## Data section:
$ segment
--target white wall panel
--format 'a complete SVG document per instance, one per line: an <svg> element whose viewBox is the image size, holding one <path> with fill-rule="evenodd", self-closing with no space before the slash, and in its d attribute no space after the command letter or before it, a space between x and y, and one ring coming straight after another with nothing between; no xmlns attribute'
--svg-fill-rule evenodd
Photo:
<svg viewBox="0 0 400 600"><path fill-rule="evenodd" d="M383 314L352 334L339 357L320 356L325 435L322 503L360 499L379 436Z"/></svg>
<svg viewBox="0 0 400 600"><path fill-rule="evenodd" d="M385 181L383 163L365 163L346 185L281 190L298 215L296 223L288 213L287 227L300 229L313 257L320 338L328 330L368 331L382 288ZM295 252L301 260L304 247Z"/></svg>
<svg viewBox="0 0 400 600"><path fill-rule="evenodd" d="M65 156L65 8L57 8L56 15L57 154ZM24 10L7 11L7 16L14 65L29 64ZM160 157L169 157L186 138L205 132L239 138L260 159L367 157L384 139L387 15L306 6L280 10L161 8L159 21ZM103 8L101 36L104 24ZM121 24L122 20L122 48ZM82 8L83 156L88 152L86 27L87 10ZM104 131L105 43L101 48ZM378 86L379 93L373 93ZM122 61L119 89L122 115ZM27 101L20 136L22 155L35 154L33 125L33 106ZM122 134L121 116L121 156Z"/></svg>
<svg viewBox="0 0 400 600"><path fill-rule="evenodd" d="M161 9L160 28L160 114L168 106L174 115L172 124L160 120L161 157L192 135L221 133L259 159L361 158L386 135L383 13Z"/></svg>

## What is being asked:
Rewrite the records from the start through the line containing "181L383 163L365 163L346", swapping "white wall panel" for "gray wall panel" and leaving everything else unchanged.

## Answer:
$ segment
--target gray wall panel
--format 'a complete SVG document per instance, one per line: an <svg> element whose viewBox is the image size, holding one <path> with fill-rule="evenodd", self-closing with no space before the slash, and in its d attribute no space after the command letter or before it, a space between x and y, and one ring coming straight after another with nothing between; no xmlns attribute'
--svg-fill-rule evenodd
Photo:
<svg viewBox="0 0 400 600"><path fill-rule="evenodd" d="M383 314L352 334L339 357L320 356L325 435L322 503L360 499L379 436Z"/></svg>
<svg viewBox="0 0 400 600"><path fill-rule="evenodd" d="M385 181L383 163L365 163L346 185L281 190L298 215L296 223L288 213L287 227L300 229L313 257L320 338L328 330L368 331L382 288ZM295 252L301 260L304 247Z"/></svg>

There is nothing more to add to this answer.